* **Aim**:
Set down exactly the lines from the one containing "# Target: black peppercorn" through the last line of the records below, both included, and nothing else.

* **Dataset**:
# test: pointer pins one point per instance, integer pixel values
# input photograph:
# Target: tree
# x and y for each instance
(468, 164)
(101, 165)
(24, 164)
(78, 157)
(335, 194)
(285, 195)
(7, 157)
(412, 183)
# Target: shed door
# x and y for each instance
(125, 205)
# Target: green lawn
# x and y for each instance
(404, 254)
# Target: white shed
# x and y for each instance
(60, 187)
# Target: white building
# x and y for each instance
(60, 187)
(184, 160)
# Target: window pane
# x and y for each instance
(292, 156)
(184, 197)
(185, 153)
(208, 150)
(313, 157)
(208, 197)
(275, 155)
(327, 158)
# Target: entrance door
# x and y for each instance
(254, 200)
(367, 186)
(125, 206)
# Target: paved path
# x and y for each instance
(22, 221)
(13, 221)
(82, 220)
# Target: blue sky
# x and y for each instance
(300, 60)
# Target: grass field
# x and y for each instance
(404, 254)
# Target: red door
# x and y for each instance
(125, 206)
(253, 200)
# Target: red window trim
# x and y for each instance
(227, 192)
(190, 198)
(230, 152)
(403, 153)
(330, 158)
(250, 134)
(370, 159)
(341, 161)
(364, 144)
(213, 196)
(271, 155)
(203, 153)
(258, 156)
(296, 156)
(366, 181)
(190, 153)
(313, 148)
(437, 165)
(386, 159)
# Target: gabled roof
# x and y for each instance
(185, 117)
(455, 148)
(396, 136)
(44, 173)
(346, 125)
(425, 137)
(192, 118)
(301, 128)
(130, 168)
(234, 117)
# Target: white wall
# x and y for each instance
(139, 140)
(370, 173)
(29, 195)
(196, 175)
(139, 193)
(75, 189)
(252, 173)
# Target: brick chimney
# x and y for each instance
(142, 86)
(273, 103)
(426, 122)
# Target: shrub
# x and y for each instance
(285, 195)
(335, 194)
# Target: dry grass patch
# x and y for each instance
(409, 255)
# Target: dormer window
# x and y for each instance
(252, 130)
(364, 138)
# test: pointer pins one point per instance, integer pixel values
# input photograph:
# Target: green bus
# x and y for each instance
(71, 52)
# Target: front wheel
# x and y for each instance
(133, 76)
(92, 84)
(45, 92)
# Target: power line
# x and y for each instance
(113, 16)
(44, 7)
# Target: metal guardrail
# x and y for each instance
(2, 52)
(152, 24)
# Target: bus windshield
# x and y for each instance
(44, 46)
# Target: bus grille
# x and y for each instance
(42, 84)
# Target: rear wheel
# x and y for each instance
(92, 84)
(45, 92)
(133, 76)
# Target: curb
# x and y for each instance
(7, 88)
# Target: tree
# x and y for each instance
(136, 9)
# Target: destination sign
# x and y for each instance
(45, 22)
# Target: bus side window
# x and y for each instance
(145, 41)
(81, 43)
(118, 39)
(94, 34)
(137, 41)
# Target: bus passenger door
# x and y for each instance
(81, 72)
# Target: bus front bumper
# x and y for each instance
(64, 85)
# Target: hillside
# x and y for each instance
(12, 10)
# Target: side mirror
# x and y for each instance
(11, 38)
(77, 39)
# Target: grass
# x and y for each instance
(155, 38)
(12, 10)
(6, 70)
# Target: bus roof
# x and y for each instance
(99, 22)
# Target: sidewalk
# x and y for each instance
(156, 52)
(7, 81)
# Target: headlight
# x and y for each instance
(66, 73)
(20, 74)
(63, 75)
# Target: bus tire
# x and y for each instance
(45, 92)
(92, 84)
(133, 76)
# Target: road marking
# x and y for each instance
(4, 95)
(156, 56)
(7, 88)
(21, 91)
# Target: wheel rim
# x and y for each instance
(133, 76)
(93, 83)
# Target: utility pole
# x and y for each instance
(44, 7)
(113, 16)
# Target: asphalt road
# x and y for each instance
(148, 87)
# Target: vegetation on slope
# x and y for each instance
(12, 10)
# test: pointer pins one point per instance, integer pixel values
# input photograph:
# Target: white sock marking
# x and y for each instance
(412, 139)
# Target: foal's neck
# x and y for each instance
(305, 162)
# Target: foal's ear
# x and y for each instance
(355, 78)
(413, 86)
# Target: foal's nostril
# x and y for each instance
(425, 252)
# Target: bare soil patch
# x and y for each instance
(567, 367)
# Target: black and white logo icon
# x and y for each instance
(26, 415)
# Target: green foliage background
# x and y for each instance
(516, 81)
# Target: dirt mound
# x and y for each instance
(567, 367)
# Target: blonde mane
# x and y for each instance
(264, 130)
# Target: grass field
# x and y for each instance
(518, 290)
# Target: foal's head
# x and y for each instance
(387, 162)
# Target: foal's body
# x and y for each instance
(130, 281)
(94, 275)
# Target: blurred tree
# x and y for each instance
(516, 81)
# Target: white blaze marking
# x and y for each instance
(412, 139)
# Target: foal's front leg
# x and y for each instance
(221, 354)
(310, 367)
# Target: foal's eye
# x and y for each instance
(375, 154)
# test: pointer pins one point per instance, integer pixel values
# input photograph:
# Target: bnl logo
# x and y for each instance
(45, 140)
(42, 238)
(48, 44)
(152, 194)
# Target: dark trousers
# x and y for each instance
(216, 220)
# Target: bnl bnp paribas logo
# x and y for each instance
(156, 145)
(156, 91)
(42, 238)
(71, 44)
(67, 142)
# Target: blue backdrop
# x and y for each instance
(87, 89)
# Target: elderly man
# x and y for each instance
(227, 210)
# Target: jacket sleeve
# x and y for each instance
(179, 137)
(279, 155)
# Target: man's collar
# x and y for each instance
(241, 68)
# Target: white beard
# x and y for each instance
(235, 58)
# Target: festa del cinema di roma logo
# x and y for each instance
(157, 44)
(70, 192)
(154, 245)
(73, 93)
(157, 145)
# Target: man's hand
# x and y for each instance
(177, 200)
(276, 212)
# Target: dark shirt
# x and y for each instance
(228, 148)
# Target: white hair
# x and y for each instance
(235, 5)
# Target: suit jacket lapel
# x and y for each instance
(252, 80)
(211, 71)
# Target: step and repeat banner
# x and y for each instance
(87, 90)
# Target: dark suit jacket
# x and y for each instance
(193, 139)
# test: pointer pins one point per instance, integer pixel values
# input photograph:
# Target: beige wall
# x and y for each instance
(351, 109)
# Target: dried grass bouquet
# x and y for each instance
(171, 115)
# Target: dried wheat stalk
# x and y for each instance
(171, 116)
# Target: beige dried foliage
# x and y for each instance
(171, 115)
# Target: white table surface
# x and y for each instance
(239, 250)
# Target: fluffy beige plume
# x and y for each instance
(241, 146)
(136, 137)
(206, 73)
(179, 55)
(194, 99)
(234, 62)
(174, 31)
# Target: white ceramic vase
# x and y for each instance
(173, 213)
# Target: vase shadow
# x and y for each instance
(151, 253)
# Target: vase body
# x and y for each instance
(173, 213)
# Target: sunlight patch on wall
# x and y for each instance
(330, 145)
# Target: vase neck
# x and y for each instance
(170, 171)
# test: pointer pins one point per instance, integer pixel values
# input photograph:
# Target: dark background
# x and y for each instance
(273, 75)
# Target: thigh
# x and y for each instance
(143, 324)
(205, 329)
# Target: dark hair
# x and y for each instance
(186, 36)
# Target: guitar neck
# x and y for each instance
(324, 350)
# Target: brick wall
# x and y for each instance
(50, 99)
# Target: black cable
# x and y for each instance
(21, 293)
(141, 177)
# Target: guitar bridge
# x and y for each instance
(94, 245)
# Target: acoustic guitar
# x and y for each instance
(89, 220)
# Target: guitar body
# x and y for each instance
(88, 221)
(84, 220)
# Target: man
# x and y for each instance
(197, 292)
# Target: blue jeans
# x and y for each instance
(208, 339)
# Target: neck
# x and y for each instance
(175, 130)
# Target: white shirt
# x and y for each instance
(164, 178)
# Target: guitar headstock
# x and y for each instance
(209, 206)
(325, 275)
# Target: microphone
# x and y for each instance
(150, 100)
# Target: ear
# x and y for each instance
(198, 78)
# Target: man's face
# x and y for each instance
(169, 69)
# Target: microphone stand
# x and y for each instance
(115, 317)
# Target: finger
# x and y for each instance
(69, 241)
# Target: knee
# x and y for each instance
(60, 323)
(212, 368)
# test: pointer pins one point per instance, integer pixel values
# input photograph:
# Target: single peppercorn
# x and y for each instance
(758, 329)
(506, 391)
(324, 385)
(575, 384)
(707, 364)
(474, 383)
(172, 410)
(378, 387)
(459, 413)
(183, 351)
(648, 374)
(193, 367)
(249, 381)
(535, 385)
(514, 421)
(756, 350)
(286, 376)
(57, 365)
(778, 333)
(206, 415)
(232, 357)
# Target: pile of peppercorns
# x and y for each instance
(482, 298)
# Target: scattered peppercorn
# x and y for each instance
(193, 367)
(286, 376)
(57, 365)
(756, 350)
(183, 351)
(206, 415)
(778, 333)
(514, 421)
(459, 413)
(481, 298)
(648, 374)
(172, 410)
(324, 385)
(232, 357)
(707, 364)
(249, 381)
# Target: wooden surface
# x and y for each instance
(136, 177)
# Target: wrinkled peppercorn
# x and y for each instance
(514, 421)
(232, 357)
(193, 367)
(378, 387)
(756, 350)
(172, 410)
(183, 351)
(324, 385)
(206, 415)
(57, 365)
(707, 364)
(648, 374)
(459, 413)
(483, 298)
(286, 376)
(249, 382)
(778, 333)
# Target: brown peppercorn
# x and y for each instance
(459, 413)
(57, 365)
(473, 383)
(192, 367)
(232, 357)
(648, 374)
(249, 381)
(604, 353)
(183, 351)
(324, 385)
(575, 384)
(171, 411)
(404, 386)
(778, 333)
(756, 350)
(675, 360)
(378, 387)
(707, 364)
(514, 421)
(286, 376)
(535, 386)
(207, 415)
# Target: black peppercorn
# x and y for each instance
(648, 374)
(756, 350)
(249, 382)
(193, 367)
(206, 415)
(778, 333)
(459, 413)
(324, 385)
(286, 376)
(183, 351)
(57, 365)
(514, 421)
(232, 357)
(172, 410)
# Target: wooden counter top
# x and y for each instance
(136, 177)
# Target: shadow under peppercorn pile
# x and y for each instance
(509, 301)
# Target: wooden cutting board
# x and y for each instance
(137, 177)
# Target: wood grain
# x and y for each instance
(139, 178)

* **Output of the exercise**:
# Target: black peppercorn
# x and y for each instance
(648, 374)
(756, 350)
(249, 382)
(193, 367)
(206, 415)
(778, 333)
(459, 413)
(324, 385)
(286, 376)
(183, 351)
(57, 365)
(514, 421)
(232, 357)
(172, 410)
# Target: wooden counter top
# x and y for each instance
(136, 177)
# Target: shadow under peppercorn pile
# x and y for each instance
(509, 301)
# Target: wooden cutting board
# x and y for each instance
(137, 177)
# Target: wood grain
# x and y for each instance
(139, 178)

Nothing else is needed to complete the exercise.